- Texto de referência
Uma das possíveis definições de um conceito
importantíssimo da gramática é a tal da coesão textual. Em termos simples,
significa dizer mais com menos palavras. Fácil de entender, poucos exemplos
bastam. E não há um único aluno neste planeta que chegue ao fim da Educação
Básica sem ter ouvido falar disso. Acontece em todas as línguas, em qualquer
canto do mundo.
Por outro lado, o Brasil — esse mesmo em que vivemos —
não parece valorizar muito a formação básica. No discurso, sim. Na prática,
não. Frequentar escola, seja pública, particular ou confessional, não garante
aprendizado. Nenhuma delas. A Educação brasileira já é desleixada por natureza,
e ainda sofre ataques sistemáticos de ignorantes sem leitura, sem base, sem
vergonha na cara. Um dia ainda escrevo a crônica que venho me prometendo sobre
essa geração que não lê, se informa com professores que também não leram,
formados por uma leva anterior que lia menos ainda. Um ciclo vicioso de
desinformação.
Estou me perdendo? Talvez. Mas como diria Clarice — a
Lispector, claro —: "Se estou confusa, não me importo. Eu me
entendo."
De todo modo, quero tentar ser claro sobre coesão e
por que escrevo sobre ela.
O fato de estúpidos ensinarem outros estúpidos, que
seguem orientações estúpidas sem consultar fontes, eu deixo pra outro momento.
Agora é aula de língua portuguesa. Básica. Bem básica.
Coesão. Vamos lá.
É usar menos palavras — até menos letras — para dizer
mais. Exemplo? O uso do masculino como forma de coesão. Não como instrumento do
patriarcado, mas como estrutura gramatical. “Os humanos habitam a Terra.”

- Tarefas propostas
• a. Na crônica sobre coesão textual, com que finalidade o autor emprega o masculino na frase “Os humanos habitam a Terra”? Responda em uma a três frases.
• b. Prossiga a crônica sobre coesão textual a partir da última frase apresentada.
Os registros não são necessários para esta atividade.

- Registros selecionados
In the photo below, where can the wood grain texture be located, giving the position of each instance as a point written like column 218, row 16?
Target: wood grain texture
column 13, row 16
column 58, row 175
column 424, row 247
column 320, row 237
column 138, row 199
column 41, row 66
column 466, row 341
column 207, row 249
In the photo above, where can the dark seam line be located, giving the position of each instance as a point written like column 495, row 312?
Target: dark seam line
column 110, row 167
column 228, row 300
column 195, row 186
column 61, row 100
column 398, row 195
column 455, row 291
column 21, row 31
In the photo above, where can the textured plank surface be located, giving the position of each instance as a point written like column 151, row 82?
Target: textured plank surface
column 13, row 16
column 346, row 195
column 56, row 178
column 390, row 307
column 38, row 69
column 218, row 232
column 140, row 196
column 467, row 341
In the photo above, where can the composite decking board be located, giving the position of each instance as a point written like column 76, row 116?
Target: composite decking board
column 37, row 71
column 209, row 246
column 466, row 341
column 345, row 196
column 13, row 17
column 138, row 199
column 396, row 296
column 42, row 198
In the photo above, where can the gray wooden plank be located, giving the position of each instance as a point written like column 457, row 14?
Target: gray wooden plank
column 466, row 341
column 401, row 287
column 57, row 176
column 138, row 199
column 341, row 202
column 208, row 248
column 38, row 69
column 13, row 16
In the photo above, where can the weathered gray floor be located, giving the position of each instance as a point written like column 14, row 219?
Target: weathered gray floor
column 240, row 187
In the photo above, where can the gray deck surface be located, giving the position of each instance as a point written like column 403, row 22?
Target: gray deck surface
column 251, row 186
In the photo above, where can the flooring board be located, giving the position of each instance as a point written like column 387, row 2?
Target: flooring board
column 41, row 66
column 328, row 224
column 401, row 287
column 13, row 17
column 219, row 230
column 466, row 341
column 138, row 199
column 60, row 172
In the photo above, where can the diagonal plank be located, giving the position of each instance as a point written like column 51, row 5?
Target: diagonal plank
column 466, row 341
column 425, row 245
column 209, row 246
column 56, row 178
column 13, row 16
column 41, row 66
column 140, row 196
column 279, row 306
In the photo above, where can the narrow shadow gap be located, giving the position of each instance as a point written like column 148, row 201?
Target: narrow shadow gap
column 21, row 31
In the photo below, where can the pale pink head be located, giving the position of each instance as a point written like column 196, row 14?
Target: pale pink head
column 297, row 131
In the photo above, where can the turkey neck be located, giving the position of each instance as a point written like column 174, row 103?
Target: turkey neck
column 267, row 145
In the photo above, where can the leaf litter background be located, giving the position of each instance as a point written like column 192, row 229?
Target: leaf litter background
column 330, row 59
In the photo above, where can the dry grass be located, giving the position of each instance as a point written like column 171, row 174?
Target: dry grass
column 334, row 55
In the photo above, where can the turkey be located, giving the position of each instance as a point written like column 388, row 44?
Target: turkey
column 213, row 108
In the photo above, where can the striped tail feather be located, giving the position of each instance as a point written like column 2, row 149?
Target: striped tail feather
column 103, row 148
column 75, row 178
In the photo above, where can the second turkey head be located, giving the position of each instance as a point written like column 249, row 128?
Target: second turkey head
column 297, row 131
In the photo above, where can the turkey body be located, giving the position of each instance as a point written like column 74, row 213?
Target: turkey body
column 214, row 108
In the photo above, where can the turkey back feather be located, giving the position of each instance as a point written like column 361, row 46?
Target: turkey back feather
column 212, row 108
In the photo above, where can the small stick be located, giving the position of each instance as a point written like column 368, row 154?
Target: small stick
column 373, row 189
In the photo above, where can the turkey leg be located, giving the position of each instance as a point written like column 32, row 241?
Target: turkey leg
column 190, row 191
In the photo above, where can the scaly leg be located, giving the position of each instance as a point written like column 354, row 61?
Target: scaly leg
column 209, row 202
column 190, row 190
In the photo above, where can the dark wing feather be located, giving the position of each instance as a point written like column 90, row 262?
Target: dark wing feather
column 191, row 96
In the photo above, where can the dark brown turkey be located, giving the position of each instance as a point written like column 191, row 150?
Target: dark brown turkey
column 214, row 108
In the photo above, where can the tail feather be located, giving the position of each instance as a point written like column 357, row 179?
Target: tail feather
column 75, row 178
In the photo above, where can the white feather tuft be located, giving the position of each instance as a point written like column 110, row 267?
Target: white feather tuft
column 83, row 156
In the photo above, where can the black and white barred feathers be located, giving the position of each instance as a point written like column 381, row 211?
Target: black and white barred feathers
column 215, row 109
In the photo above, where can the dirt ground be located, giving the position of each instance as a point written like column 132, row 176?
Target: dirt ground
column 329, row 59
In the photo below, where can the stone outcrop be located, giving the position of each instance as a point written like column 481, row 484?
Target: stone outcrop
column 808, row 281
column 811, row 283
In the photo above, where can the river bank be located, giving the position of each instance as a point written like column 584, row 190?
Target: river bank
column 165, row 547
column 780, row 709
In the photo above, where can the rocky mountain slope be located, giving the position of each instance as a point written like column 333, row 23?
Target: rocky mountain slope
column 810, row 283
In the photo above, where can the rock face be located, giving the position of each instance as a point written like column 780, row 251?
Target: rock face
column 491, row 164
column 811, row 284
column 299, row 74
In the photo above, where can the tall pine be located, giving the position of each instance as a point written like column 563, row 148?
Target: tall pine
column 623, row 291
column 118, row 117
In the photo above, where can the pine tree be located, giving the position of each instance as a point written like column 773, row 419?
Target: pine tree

- Respostas
• a. O masculino é empregado como forma de coesão, ou seja, como estrutura gramatical que permite usar menos palavras, e até menos letras, para dizer mais. O autor ressalta que esse uso não serve como instrumento do patriarcado.

• b.
Inclui mulheres? Sim. E se eu disser “as humanas”? Excluo os homens. O
masculino, no plural e no singular, é também a forma neutra.
Nos anos 1980, Sarney — presidente da época — iniciava
seus discursos com “brasileiros e brasileiras”. Não é exatamente um erro, mas
falta de coesão. Em uma redação do ENEM, por exemplo, perderia pontos. Bastava
“brasileiros” para incluir a todos. Se quiser ser neutro mesmo, diga “pessoas
do Brasil”. Simples.
Esse jogo de estilo, adaptação, metáfora, pertence ao
campo da estilística. É o que faço aqui: tento modular uma voz humana, escrever
como quem conversa.
Mais exemplo de falta de coesão? Os eufemismos que
servem para suavizar palavras por causa de preconceitos ou desculpas
pseudo-históricas. Em vez de uma palavra só, damos voltas infinitas para não
ofender, e o texto vira um emaranhado insosso. Não se pode mais dizer “puta”,
“prostituta” ou “meretriz”. Preferem “garota de programa”, “mina do job”,
“mulher da noite”. Moralismo disfarçado, tanto da esquerda quanto da direita.
Lembro das personagens ultrarreligiosas de Dias Gomes,
que hoje me lembram militantes de esquerda: feministas, ativistas, militantes
de qualquer causa. Todas com medo das palavras. Todas temendo ofender seu deus
— seja ele o catolicismo, o marxismo ou o feminismo. Seriam o marxismo e o
feminismo brasileiros versões seculares do catolicismo nacional? Perguntar não
ofende.
Não se diz mais “prostituição”, e sim “modelo de book
rosa”.
“Estupro” virou “violência sexual”.
“Pedofilia” agora é “abuso infantil”.
E o “gay, lésbica, bissexual”? Não. Tem que ser
LGBTQIA+. E até onde estudei, a sigla parava aí.
E tem mais: aquelas trocas que não dizem nada.
Chamadas de politicamente corretas, mas que apenas deforma, distorce, corrompe.
“Ladrão”? Não. “Suspeito”.
“Assassino”? Também não. “Indivíduo investigado”.
Já vi num telejornal: “há indícios de que fulano seja
suspeito de cometer o crime”. Juro. Assim mesmo. Vídeo do crime, flagrante, e o
sujeito é... suspeito.
Se fosse eu, diria direto: “Fulano é o suspeito.” Ou
“há indícios que levantam suspeita sobre fulano”. Menos palavras, mais clareza.
Drummond já dizia — e quem ousa discordar dele? —: escrever é cortar palavras.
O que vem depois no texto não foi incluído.